# [PROBLEM DESCRIPTION]
From the entries below, copy out all lines holding "give".

# [DATA LISTING]
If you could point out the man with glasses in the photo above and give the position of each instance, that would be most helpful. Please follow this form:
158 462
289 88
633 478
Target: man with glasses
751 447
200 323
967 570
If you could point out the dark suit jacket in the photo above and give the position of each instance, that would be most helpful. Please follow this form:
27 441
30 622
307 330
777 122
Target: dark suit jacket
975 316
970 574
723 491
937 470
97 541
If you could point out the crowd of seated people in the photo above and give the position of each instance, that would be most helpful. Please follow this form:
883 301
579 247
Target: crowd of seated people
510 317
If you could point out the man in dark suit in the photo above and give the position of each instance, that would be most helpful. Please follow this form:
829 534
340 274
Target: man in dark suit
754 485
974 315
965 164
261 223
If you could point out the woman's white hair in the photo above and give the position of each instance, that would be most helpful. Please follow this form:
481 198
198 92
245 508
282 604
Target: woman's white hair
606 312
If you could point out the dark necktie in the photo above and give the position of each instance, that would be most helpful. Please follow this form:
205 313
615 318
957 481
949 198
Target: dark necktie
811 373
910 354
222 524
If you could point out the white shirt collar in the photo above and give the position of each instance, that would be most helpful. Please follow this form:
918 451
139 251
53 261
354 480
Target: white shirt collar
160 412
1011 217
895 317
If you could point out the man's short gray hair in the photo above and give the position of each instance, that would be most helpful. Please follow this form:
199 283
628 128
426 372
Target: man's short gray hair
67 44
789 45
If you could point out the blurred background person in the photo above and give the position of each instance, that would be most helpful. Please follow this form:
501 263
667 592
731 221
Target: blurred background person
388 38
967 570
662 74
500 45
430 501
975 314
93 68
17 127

* * *

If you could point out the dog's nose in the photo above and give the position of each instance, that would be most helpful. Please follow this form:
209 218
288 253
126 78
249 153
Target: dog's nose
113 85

# [RESPONSE TO THIS TASK]
If you could point out the man with glasses in the photo above and give the position of each instance, that would be most helpful. Please follow this form:
If you could point out the dark suit jacket in the photo above and give the position of each instance, that would be most helpful. Please follow this form:
If you could point out the crowd of seated people in the photo above and give the position of each instance, that would be most helpful. Please follow this form:
If you could point out the man in dark suit in the photo above and give the position of each instance, that would be most helpful. Please follow this form:
If you could point out the woman's white hair in the photo above and give the position of each instance, that would be most helpful. Please follow this form:
If you could point out the dark necktie in the photo above and give the position of each instance, that would be most helpful. Please follow this form:
If you could point out the white shirt collar in the photo above and give the position of each instance, that would be most helpful. Please follow this form:
If you could point out the man's short gray hair in the photo above and give the position of each instance, that would be most helpful. Please follow this form:
If you could point out the blurred background person in the photo above and give the position of each instance, that would be most helpful. Please follow this form:
If you could point out the dog's nose in the photo above and give the position of each instance, that would be most helpful. Please follow this form:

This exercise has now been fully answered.